%%

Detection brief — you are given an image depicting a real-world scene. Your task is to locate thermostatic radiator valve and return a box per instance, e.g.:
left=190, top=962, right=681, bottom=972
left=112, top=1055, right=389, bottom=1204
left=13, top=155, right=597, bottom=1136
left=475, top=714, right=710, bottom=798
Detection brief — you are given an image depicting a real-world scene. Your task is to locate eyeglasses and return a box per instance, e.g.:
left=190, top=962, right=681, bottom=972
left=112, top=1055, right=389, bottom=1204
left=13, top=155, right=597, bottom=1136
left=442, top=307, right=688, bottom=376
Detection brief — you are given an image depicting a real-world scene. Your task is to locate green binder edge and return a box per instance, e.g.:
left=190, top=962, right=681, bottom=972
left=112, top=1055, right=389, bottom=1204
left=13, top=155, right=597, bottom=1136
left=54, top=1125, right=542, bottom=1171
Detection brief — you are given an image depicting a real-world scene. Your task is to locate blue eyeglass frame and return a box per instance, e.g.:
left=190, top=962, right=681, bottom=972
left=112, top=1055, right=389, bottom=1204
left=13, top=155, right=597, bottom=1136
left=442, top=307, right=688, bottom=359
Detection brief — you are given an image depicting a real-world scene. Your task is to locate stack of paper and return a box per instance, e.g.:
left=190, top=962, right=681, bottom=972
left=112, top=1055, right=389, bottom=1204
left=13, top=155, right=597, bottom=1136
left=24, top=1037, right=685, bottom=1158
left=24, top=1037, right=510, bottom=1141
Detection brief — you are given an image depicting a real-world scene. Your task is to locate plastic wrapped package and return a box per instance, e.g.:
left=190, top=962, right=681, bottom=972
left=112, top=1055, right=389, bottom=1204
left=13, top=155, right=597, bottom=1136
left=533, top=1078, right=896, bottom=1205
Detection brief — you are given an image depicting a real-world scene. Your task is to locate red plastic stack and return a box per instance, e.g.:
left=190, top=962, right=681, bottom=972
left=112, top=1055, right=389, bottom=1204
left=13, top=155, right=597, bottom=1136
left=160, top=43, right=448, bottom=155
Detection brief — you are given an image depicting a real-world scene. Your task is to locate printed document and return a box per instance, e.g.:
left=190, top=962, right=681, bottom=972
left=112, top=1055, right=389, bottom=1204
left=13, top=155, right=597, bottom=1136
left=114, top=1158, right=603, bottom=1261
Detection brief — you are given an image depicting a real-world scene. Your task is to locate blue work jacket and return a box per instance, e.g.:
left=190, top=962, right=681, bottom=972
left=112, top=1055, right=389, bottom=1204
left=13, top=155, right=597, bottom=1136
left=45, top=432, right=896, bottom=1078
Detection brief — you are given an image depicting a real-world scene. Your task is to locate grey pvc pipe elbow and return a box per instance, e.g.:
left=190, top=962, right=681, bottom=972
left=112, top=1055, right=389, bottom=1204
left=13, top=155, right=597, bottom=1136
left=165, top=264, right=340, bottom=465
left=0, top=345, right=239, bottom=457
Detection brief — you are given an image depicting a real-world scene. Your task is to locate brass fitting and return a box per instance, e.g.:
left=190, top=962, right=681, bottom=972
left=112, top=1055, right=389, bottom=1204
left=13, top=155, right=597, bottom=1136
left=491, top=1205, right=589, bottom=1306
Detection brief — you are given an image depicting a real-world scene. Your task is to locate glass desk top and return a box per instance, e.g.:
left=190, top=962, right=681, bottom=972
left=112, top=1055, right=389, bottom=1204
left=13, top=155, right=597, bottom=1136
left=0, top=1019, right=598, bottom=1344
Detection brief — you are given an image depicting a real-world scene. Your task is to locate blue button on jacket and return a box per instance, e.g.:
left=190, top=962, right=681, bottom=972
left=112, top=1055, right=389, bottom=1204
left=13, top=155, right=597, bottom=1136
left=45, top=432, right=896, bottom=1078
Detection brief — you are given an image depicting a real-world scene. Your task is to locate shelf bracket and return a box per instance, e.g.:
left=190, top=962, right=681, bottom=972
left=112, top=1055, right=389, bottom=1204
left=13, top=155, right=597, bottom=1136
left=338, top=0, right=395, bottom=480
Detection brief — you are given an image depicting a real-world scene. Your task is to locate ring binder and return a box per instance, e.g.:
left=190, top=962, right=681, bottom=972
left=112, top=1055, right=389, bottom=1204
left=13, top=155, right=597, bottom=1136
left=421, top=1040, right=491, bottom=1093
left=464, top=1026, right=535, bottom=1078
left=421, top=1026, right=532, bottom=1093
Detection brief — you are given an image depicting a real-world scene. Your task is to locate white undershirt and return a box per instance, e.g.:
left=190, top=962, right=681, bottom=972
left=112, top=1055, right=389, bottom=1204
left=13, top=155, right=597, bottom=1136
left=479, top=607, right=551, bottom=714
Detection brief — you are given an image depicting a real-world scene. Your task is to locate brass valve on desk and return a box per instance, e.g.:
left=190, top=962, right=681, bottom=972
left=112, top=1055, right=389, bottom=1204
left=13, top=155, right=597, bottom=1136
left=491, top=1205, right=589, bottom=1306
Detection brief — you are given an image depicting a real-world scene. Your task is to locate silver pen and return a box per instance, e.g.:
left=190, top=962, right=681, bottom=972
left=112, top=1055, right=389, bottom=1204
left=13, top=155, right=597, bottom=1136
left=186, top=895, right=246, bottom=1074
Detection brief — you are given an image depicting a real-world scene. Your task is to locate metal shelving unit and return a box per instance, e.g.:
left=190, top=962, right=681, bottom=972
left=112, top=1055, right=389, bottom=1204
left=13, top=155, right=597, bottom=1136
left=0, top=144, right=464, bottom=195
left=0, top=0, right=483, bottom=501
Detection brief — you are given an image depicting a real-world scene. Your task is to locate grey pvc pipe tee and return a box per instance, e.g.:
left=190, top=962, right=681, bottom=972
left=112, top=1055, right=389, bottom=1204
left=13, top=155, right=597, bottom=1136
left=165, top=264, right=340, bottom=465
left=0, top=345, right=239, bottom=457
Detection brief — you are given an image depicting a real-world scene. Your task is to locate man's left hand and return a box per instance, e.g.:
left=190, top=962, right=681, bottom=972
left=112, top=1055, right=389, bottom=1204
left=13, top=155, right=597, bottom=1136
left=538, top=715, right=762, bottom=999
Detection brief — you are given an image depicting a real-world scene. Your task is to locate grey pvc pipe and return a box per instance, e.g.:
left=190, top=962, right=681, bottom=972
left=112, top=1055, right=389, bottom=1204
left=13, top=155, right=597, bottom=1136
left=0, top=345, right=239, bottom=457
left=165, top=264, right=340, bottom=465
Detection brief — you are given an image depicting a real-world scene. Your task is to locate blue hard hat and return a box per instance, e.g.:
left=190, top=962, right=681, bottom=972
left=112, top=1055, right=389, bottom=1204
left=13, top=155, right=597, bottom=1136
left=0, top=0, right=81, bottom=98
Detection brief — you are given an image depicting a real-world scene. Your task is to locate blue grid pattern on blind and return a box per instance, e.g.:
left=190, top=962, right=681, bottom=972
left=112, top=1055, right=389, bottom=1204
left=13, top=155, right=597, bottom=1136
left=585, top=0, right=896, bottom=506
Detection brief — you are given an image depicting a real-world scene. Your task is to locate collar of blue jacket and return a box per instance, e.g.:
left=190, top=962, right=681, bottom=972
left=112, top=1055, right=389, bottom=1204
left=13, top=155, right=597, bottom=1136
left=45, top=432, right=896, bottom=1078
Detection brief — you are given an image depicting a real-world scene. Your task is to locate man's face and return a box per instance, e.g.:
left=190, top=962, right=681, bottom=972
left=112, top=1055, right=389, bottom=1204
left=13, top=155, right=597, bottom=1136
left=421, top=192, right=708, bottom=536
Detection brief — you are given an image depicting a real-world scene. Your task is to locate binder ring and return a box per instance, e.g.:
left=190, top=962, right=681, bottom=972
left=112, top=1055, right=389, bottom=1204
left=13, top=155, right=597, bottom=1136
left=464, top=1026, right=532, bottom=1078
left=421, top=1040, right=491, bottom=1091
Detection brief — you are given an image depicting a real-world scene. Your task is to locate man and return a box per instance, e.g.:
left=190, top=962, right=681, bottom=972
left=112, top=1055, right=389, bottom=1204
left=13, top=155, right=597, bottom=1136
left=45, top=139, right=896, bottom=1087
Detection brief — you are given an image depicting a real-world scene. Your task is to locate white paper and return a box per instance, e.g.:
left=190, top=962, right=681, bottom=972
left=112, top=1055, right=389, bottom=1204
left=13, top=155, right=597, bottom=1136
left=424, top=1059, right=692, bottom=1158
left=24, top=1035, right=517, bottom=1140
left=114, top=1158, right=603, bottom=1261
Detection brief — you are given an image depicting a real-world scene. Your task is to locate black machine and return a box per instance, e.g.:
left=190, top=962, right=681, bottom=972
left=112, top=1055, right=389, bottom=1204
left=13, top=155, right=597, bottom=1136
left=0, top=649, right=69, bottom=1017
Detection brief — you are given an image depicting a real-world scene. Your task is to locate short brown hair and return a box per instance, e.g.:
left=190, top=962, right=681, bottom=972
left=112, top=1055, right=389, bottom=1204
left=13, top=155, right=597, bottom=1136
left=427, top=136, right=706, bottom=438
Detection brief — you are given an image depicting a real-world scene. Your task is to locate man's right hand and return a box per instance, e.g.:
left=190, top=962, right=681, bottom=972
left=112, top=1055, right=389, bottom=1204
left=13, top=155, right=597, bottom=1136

%%

Short problem:
Starting at the first line of the items and stopping after the line that contains "left=24, top=1037, right=510, bottom=1141", write every line out again with the requests left unchanged. Shift each coordinate in the answer boxes by adding -37, but leave the sample boxes in the requests untouched.

Full output:
Detection brief — you are given an image depicting a real-world scene. Your task is to locate thermostatic radiator valve and return a box per instance, e.g.:
left=190, top=962, right=681, bottom=972
left=112, top=1055, right=389, bottom=1204
left=13, top=155, right=597, bottom=1136
left=438, top=677, right=673, bottom=761
Detection brief — you are given an image depicting a real-world scene. Your task is to locate eyeglasses and return a box per instance, e.g.:
left=190, top=962, right=681, bottom=972
left=112, top=1055, right=389, bottom=1204
left=13, top=155, right=597, bottom=1136
left=405, top=270, right=651, bottom=339
Detection brief — you are given an image depicting a real-world scene. Your task is to locate green binder edge and return a box per instance, e.g.:
left=190, top=962, right=681, bottom=972
left=112, top=1055, right=389, bottom=1204
left=13, top=155, right=597, bottom=1136
left=17, top=1088, right=505, bottom=1134
Detection brief — you are given an image depicting a real-world scene. Your task is to locate blue eyeglass frame and return a box per instance, e.g.:
left=190, top=962, right=681, bottom=972
left=112, top=1055, right=389, bottom=1204
left=13, top=155, right=597, bottom=1136
left=405, top=270, right=651, bottom=322
Detection brief — you are given an image depicting a real-world scene. Your task is to locate stack of paper and return a box per instance, e.g.:
left=190, top=962, right=681, bottom=972
left=112, top=1055, right=389, bottom=1204
left=13, top=155, right=597, bottom=1136
left=-13, top=1000, right=648, bottom=1121
left=-13, top=1000, right=473, bottom=1104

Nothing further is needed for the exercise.